Similarly for collapses over days, it is assumed by default that the each portion of the diurnal cycle is collapsed over all days that are present, But it is possible to restrict the days to be included, or group them into chunks, with the over_days keyword to collapse.

The calculation can be done with multiple collapse calls, which can be useful if the interim stages are needed independently, but be aware that the interim field constructs will have non-CF-compliant cell method constructs.

Calculate the multiannual maximum of the seasonal standard deviations with two separate collapse calls.
>>> b = a.collapse('T: standard_deviation within years',
...                within_years=cf.seasons(), weights='T')
>>> print(b)
Field: air_potential_temperature (ncvar%air_potential_temperature)
------------------------------------------------------------------
Data            : air_potential_temperature(time(40), latitude(5), longitude(8)) K
Cell methods    : area: mean time(40): standard_deviation within years
Dimension coords: time(40) = [1960-01-15 12:00:00, ..., 1969-10-16 12:00:00]
                : latitude(5) = [-75.0, ..., 75.0] degrees_north
                : longitude(8) = [22.5, ..., 337.5] degrees_east
                : air_pressure(1) = [850.0] hPa
>>> c = b.collapse('T: maximum over years')
>>> print(c)
Field: air_potential_temperature (ncvar%air_potential_temperature)

══════════════════════════════

= What this exercise asks =
1. Rewrite the listing lines starting with the line with "Target: couple holding hands" and going on through the line with "(1173, 263)". Replace "tree bark" with "trunk bark" and leave everything else unchanged.
2. Write the next part of the text on collapsing field constructs, picking up right after its last line.

(Stored data)
══════════════════════════════

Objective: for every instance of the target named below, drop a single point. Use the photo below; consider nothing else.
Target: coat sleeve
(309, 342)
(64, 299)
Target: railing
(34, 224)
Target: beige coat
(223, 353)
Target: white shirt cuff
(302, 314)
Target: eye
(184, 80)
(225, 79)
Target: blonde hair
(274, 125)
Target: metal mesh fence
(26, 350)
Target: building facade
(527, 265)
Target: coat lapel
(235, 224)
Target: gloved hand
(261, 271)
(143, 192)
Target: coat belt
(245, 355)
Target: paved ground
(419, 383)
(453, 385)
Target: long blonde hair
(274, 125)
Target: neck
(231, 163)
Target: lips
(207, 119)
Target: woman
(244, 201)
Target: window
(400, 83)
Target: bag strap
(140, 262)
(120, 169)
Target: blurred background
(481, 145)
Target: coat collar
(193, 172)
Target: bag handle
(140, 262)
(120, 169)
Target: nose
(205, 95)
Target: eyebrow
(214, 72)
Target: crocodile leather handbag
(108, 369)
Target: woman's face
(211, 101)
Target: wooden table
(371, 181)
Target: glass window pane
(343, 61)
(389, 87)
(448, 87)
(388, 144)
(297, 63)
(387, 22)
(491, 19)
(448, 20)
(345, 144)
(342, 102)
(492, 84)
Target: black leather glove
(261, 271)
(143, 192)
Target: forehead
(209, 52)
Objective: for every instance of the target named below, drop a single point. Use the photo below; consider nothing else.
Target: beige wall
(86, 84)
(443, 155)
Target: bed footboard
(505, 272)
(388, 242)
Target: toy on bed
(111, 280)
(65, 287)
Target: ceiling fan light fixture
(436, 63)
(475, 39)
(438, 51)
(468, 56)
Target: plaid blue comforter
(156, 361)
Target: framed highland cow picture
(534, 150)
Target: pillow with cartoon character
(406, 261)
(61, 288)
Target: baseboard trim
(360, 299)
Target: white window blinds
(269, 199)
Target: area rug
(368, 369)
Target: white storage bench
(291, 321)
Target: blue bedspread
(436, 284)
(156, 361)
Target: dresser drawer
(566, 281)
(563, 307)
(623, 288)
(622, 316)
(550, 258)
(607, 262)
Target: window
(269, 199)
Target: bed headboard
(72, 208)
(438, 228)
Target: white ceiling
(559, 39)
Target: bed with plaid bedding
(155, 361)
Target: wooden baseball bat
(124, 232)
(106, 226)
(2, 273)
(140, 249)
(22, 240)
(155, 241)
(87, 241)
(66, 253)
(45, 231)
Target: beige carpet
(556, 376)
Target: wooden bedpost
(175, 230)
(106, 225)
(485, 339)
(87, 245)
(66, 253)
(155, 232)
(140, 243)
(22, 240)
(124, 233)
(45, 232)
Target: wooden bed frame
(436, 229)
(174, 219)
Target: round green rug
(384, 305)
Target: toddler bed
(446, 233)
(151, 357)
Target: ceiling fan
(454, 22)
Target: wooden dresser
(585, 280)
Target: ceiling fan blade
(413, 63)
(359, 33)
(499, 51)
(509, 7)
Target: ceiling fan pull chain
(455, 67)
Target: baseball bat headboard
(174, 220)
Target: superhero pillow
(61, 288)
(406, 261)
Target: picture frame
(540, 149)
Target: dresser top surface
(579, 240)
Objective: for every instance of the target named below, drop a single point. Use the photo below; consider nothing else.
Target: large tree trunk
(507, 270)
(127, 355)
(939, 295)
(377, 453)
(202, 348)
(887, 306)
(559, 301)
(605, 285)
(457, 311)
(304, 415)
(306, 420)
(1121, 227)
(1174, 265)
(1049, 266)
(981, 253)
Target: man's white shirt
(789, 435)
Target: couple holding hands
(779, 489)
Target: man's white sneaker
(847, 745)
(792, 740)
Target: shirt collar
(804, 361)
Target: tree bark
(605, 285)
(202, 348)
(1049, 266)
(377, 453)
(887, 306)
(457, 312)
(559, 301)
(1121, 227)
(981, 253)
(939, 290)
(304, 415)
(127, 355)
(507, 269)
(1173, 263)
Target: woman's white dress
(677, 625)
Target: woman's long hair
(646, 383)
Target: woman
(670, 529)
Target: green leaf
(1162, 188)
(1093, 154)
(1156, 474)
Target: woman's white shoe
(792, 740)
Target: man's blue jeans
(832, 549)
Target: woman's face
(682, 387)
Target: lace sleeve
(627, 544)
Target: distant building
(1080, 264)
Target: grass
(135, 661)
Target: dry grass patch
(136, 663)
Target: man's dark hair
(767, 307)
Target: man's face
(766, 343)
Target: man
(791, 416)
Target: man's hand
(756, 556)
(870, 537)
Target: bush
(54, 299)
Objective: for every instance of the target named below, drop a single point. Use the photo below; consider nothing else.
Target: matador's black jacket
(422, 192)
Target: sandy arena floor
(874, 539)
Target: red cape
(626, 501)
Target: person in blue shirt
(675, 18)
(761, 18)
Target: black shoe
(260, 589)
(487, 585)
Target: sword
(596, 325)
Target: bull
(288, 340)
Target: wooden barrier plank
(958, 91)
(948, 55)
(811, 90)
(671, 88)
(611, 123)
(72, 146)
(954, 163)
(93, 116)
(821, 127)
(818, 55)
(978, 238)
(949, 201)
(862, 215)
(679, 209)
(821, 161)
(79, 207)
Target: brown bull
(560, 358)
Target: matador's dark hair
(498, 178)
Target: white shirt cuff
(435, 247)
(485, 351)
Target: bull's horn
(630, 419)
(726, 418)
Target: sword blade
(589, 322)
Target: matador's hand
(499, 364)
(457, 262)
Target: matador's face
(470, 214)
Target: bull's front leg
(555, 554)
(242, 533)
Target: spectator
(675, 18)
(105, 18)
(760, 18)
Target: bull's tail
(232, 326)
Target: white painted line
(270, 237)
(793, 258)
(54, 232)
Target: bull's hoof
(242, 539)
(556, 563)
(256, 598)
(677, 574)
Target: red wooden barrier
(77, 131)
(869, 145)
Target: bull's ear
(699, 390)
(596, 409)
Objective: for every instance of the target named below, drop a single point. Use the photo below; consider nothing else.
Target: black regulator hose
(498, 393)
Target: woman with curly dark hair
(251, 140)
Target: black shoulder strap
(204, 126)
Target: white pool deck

══════════════════════════════

= Solved tasks =
1.
Target: couple holding hands
(779, 489)
Target: man's white sneaker
(847, 745)
(792, 740)
Target: shirt collar
(804, 361)
Target: trunk bark
(605, 285)
(202, 348)
(1049, 266)
(377, 453)
(887, 306)
(457, 312)
(559, 301)
(1121, 227)
(981, 253)
(939, 290)
(304, 415)
(127, 355)
(507, 269)
(1173, 263)

2.
------------------------------------------------------------------
Data            : air_potential_temperature(time(4), latitude(5), longitude(8)) K
Cell methods    : area: mean time(4): standard_deviation within years time(4): maximum over years
Dimension coords: time(4) = [1960-01-15 12:00:00, ..., 1960-10-16 12:00:00]
                : latitude(5) = [-75.0, ..., 75.0] degrees_north
                : longitude(8) = [22.5, ..., 337.5] degrees_east
                : air_pressure(1) = [850.0] hPa

Regridding

Regridding, also called remapping or interpolation, is the process of changing the domain of a field construct whilst preserving the qualities of the original data.

The field construct has two regridding methods: regrids for regridding data between domains with spherical coordinate systems; and regridc for regridding data between domains with Cartesian coordinate systems. The interpolation is carried by out using the ESMF package, a Python interface to the Earth System Modeling Framework regridding utility.

As with statistical collapses, regridding may be applied over a subset of the domain axes, and the domain axis constructs and coordinate constructs for the non-regridded dimensions remain the same.

Domain ancillary constructs whose data spans the regridding dimensions are also regridded, but field ancillary constructs whose data spans the regridding dimensions are removed from the regridded field construct.

The following regridding methods are available (in this table, “source” and “destination” refer to the domain of the field construct being regridded, and the domain that it is being regridded to, respectively):

Method Notes
Linear One dimensional linear interpolation (only available to Cartesian regridding).
Bilinear Two dimensional variant of linear interpolation.
Trilinear Three dimensional variant of linear interpolation (only available to Cartesian-regridding).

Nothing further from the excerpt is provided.